▶ Problems and tasks:
1 > In the passage on post-war administration of Iraq, rewrite the paragraph beginning "Once the IIA had been established" as a short list that keeps its main facts.
2 > Carry on the passage on post-war administration of Iraq from its final sentence.

▶ Quoted passage:
In practice, the advisers would oversee the work of the ministries and, in due course,
begin their reform and restructuring. The US understood the importance of calling those
officials “advisers”, rather than “shadow ministers”.
203.  The IPU reported that there was “a bitter inter-agency dispute in Washington”
over the list of US officials and Iraqi exiles. The UK had been invited to nominate British
advisers, but had made clear the need to be sure of the legal basis for their activities.
204.  Once the IIA had been established, there would be a phased transfer of
“the direction” of Iraqi ministries. The US intended that the Coalition Provisional
Administration should retain “considerable control” over the IIA’s handling of ministries.
The UK considered that to be “politically unsellable” and “unlawful”.
205.  The UK model for the IIA was based on the Supreme National Council for
Cambodia (the model proposed in the FCO paper ‘Models for Administering a Post-
Saddam Iraq’ in October 2002, see Section 6.4), which met regularly and took decisions
that would be implemented provided the UN Special Representative did not object.
206.  The IPU concluded:
“All the evidence suggests that the IIA will assert its independence vigorously from
the outset. A stately transfer of ministries’ powers from the Coalition to it may not be
politically possible. But a light supervisory role for a UN Special Co-ordinator may
be acceptable as the price the Iraqis have to pay for the international community’s
support to nation building. This might finally convince the US too.”

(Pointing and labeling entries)
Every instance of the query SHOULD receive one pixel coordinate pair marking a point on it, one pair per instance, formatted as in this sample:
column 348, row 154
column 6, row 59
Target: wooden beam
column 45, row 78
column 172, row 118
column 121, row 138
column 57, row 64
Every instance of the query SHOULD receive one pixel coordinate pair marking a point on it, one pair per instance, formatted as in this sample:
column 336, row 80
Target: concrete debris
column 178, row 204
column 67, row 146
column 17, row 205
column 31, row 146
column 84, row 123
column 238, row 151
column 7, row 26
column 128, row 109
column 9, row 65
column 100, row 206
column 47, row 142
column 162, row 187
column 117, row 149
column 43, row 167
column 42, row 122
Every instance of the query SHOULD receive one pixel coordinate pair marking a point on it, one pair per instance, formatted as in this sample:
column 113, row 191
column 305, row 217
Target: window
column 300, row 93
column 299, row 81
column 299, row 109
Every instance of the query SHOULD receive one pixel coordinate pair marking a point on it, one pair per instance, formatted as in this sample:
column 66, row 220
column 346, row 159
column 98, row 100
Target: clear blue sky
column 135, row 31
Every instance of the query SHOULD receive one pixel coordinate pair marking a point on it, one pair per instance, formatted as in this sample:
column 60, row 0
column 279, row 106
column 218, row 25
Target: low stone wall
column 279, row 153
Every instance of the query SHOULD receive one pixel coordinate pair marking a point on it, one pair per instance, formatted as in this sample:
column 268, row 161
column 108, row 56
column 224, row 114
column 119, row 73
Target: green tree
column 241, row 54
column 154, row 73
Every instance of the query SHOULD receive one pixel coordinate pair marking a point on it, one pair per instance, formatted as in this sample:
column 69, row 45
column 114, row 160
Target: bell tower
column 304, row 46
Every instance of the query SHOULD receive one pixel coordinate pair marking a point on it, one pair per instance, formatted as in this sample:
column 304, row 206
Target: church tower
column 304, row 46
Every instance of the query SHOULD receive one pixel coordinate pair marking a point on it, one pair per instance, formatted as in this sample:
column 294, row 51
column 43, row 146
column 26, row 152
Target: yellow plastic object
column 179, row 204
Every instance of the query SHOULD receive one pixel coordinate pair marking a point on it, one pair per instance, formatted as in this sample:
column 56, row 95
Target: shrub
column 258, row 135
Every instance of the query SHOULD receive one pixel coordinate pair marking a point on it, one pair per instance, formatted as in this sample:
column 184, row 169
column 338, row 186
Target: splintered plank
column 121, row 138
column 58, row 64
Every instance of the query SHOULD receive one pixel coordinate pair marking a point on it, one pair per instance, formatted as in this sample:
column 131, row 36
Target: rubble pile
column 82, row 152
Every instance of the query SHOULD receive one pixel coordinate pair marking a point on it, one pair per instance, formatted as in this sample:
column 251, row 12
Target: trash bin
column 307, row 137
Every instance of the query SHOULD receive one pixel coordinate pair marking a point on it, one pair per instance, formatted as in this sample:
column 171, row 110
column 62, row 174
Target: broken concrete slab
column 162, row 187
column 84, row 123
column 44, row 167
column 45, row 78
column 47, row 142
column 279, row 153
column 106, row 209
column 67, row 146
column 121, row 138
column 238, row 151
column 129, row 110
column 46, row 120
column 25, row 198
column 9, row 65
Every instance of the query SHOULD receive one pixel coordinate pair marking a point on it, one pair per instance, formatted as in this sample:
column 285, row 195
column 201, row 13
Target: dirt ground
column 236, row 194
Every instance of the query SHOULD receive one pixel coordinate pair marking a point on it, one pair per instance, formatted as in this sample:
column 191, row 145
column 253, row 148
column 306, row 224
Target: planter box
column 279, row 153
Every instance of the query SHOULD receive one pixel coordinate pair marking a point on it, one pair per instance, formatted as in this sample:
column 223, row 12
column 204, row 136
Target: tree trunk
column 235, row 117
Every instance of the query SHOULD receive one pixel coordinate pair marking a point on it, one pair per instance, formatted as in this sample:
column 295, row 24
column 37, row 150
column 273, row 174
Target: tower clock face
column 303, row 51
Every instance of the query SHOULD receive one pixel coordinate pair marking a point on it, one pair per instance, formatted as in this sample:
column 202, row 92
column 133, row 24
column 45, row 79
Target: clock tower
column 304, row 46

▶ Answers to each task:
1 >
- After the IIA was set up, direction of the Iraqi ministries would pass to it in phases.
- The US wanted the Coalition Provisional Administration to keep "considerable control" over how the IIA handled the ministries.
- The UK judged this "politically unsellable" and "unlawful".

2 >
207.  The IPU paper on the UN Special Co-ordinator envisaged the appointee
co-ordinating humanitarian and reconstruction assistance, exercising “a light degree
of supervision” over the IIA, and helping with preparations for the Central Iraq
Conference (a consultative conference that took place in Baghdad on 28 April,
described in Section 9.1).118 Direct UN administration of Iraq would cross “a red line
for the US and, probably, the Iraqis themselves”.
208.  The FCO Research Analysts’ paper on tribes, regions and governorates
described the role of Iraq’s tribes as “a question for the future”.119 Too much autonomy
and they could become a rival to the state. If they were ignored, “a potentially useful
counterweight to religious leaderships with political ambitions could be lost in the period
during which the new state will be forming”. Iraqi interlocutors maintained that, unlike in
Afghanistan, because much of the country was flat, it was “relatively easy for control to
be exercised over the whole country (the Kurdish mountains being the main exception)”.
118  Paper Iraq Planning Unit, 4 April 2003, ‘UN Special Co-ordinator’.
119  Paper Research Analysts, 4 April 2003, ‘Tribes, Regions and Governorates of Iraq’.